■ **TASK INSTRUCTIONS**:
Can you update everything from the line containing "Keypoint placement for each instance of the sky: set" down to the end of the material by replacing "thickest part" with "widest part" and leaving everything else unchanged?

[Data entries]
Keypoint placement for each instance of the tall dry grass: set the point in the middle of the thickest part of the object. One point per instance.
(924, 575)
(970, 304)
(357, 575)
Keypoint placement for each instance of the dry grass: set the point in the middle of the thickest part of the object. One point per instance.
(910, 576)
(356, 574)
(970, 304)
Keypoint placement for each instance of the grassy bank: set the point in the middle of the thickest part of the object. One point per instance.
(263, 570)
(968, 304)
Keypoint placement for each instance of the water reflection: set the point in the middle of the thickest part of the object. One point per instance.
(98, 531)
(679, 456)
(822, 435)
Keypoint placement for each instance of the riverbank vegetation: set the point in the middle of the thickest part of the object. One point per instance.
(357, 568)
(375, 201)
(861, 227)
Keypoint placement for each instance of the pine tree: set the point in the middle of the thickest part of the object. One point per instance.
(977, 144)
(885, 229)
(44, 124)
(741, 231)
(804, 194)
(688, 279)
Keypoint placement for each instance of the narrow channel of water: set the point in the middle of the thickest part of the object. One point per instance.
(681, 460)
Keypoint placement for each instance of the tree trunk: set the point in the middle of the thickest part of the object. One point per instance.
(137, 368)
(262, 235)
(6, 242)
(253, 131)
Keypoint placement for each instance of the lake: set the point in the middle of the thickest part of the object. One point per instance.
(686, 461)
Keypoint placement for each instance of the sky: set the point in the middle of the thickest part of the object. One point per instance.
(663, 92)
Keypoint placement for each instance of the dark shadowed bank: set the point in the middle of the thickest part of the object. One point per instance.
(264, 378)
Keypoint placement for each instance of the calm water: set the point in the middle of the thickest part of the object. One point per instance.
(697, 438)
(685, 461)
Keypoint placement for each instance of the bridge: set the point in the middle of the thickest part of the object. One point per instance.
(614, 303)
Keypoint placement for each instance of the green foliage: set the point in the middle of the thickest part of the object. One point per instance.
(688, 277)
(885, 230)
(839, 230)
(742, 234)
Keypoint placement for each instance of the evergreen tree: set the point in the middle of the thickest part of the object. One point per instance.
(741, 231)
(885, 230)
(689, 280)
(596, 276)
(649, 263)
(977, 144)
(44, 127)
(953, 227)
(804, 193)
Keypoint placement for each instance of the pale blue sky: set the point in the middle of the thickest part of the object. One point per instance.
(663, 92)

■ **ANSWER TO THIS TASK**:
Keypoint placement for each instance of the sky: set the point in the middle of the widest part of the object. One point per instance.
(663, 92)
Keypoint placement for each instance of the dark shadowed bank: set the point in the middle of the widest part of the object. One point per instance.
(264, 378)
Keypoint placement for each instance of the calm water: set the point in the middle of the widest part of the object. One point per instance.
(697, 438)
(685, 461)
Keypoint placement for each instance of the bridge: set the point in the middle of the widest part of the object. One point per instance.
(614, 303)
Keypoint placement for each instance of the green foliage: set the point in the middle of the widest part of the object. One point per instance.
(688, 277)
(885, 230)
(839, 230)
(742, 234)
Keypoint placement for each instance of the evergreen tree: set the point in the middle of the widest part of the object. One point per instance.
(741, 231)
(885, 230)
(689, 280)
(596, 276)
(649, 263)
(977, 144)
(44, 127)
(953, 227)
(804, 193)
Keypoint placement for each instance of the pale blue sky: set the point in the middle of the widest part of the object. One point per instance.
(663, 92)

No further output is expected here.